DATA TO USE =
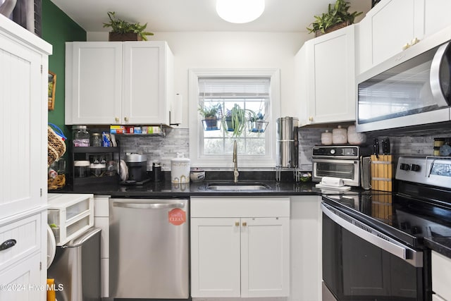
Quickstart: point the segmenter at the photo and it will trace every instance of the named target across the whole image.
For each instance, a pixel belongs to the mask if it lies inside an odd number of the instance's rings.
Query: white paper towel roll
[[[345,185],[343,179],[341,178],[333,177],[323,177],[321,178],[321,183],[327,185],[328,186],[342,186]]]

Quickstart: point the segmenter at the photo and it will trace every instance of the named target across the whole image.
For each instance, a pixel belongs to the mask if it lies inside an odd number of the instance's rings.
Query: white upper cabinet
[[[0,15],[0,219],[47,202],[51,46]]]
[[[382,0],[357,25],[357,73],[451,25],[448,0]]]
[[[355,120],[354,25],[307,41],[296,54],[301,125]]]
[[[166,42],[66,49],[66,124],[170,124],[173,56]]]

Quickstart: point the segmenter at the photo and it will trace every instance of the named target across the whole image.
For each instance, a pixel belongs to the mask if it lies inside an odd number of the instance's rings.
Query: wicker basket
[[[64,185],[66,185],[66,175],[58,175],[55,178],[47,180],[47,189],[49,190],[61,189]]]
[[[50,126],[47,127],[47,165],[49,166],[64,154],[66,152],[66,143]]]
[[[315,32],[315,37],[319,37],[320,35],[326,35],[328,32],[331,32],[333,31],[339,30],[340,28],[345,27],[347,25],[350,25],[349,21],[342,22],[341,23],[338,23],[338,24],[335,24],[335,25],[328,27],[324,30],[324,33],[323,33],[323,32],[321,32],[321,30],[316,30]]]

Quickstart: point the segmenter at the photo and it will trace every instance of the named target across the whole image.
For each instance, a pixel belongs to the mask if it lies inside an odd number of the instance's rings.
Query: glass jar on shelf
[[[72,135],[74,147],[89,146],[89,133],[86,125],[73,125]]]

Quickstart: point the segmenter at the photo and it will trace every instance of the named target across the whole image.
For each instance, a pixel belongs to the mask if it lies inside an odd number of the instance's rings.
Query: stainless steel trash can
[[[100,232],[91,228],[56,247],[47,278],[55,279],[58,301],[100,301]]]

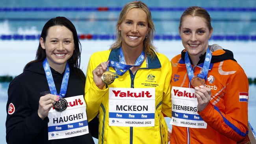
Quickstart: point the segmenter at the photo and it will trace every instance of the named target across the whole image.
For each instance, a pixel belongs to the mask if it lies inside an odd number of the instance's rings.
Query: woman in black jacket
[[[83,98],[81,47],[68,19],[56,17],[45,24],[35,60],[9,85],[8,144],[94,143]],[[89,126],[97,128],[96,118]]]

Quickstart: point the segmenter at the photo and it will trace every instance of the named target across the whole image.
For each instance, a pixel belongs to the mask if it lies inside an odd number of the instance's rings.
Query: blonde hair
[[[118,26],[122,23],[125,18],[128,11],[132,9],[138,8],[143,10],[146,13],[148,20],[148,24],[149,31],[143,42],[143,48],[147,55],[150,55],[151,59],[156,56],[156,47],[153,44],[153,38],[155,34],[155,26],[151,18],[151,13],[148,7],[145,4],[141,1],[134,1],[127,4],[124,6],[120,13],[119,18],[116,26],[116,40],[113,44],[110,49],[117,48],[122,46],[122,37],[121,33],[119,32]]]
[[[211,18],[209,13],[205,9],[197,6],[189,7],[184,11],[180,17],[179,28],[180,29],[181,27],[181,24],[184,18],[187,15],[191,15],[193,17],[197,16],[204,18],[209,31],[211,31],[211,30],[212,29],[211,24]]]

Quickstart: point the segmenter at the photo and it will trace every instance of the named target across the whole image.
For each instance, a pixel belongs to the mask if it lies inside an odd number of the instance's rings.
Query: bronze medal
[[[194,88],[196,87],[199,87],[200,85],[205,86],[205,80],[204,79],[201,78],[197,76],[194,76],[191,79],[191,85]]]
[[[101,79],[105,84],[111,84],[115,80],[115,75],[112,72],[106,71],[101,75]]]
[[[53,106],[56,111],[62,111],[67,109],[68,106],[68,103],[65,99],[60,98],[59,101],[55,102]]]

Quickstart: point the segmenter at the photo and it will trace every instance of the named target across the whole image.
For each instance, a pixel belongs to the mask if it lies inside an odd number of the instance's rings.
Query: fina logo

BRIEF =
Copy every line of the records above word for word, leaving out the pictures.

EXPECTED ANSWER =
Quickstart: point the segmenter at the photo and it will trace every instance of the named target across the whole image.
For each instance, a pixel belongs to the mask if it lies inside an odd number of the instance's rings.
Query: white paper towel roll
[[[345,185],[343,179],[341,178],[333,177],[323,177],[321,178],[321,183],[327,185],[328,186],[342,186]]]

Quickstart: point the segmenter at the photo and it will trace every instance of the named target across the whole image.
For each instance, a pixel belongs to the mask if it lies inside an odd number of the instance's rings.
Query: white upper cabinet
[[[0,15],[0,219],[47,202],[51,46]]]
[[[382,0],[357,25],[357,73],[451,25],[448,0]]]
[[[355,120],[354,25],[307,41],[296,54],[301,125]]]
[[[166,42],[66,49],[66,124],[170,124],[173,56]]]

Quickstart: point the segmenter at the photo and it will trace every instance of the named target across the whole image.
For each instance, a pixel belongs to the mask if it lies inside an odd number of the instance's rings.
Query: wicker basket
[[[64,185],[66,185],[66,175],[58,175],[55,178],[47,180],[47,189],[49,190],[61,189]]]
[[[50,126],[47,127],[47,165],[49,166],[64,154],[66,152],[66,143]]]
[[[315,32],[315,37],[319,37],[320,35],[326,35],[328,32],[331,32],[333,31],[339,30],[340,28],[345,27],[347,25],[350,25],[349,21],[342,22],[341,23],[338,23],[338,24],[335,24],[335,25],[328,27],[324,30],[324,33],[323,33],[323,32],[321,32],[321,30],[316,30]]]

Quickstart: point the segmenter at the photo and it will trace every instance of the named target across the whole image.
For each instance, a pixel belongs to the mask if it lies inside an odd number of the instance's rings.
Query: glass jar on shelf
[[[72,135],[74,147],[89,146],[89,133],[86,125],[73,125]]]

Quickstart: point the segmenter at the photo and it will trace every instance of the named target across the whole image.
For each instance, a pixel belongs to the mask if it lies inside an odd number of the instance's rings.
Query: stainless steel trash can
[[[100,232],[91,228],[56,247],[47,278],[55,279],[58,301],[100,301]]]

Quickstart: point the segmenter at the photo and it will trace every instance of the named target across the whole image.
For each instance, a pixel belongs to the mask if it lies inside an odd number of the instance's rings.
Query: woman in black jacket
[[[83,98],[81,47],[68,19],[56,17],[45,24],[35,60],[9,85],[8,144],[94,143]],[[89,126],[97,128],[96,118]]]

Quickstart: point the segmenter at the photo and it will trace every instance of the named target across the whole image.
For each instance, a pixel belongs to the mask if it lies inside an odd number of the instance's rings.
Query: blonde hair
[[[118,26],[122,23],[125,18],[128,11],[132,9],[138,8],[143,10],[146,13],[148,20],[148,24],[149,31],[143,42],[143,48],[147,55],[150,55],[151,59],[156,56],[156,47],[153,44],[153,38],[155,34],[155,26],[151,18],[151,13],[148,7],[145,4],[141,1],[134,1],[127,4],[124,6],[120,13],[119,18],[116,26],[116,40],[113,44],[110,49],[117,48],[122,46],[122,37],[121,33],[119,32]]]
[[[211,18],[209,13],[205,9],[197,6],[189,7],[184,11],[180,17],[179,28],[180,29],[181,27],[181,24],[184,18],[187,15],[191,15],[193,17],[197,16],[204,18],[209,31],[211,31],[211,30],[212,29],[211,24]]]

Quickstart: point the segmenter at the photo and it will trace every instance of the named target across the whole image.
For each instance, a pixel belongs to the mask if it lies inside an odd number of the instance's rings.
Query: bronze medal
[[[194,88],[196,87],[199,87],[200,85],[205,86],[205,80],[204,79],[201,78],[197,76],[194,76],[191,79],[191,85]]]
[[[101,79],[105,84],[111,84],[115,80],[115,75],[112,72],[106,71],[101,75]]]
[[[53,106],[56,111],[62,111],[67,109],[68,106],[68,103],[65,99],[60,98],[59,101],[55,102]]]

Quickstart: point the segmenter at the photo and it will trace every instance of the named target across the whole image.
For each instance, a pixel belongs to the mask if it lies inside an odd number of the instance's rings.
Query: fina logo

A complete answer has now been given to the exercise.